» **TASK TO COMPLETE**:
So that nothing is lost, transcribe each line of the records exactly.

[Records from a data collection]
▼
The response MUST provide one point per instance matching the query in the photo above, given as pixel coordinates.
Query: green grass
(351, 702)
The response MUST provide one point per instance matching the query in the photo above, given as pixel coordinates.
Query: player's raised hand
▲
» **THE ANSWER**:
The response MUST provide one point per instance matching the query in the photo above, given as pixel coordinates.
Query: green grass
(351, 702)
The response MUST provide one point per instance matching the query in the photo above, given as pixel coordinates.
Query: player's raised hand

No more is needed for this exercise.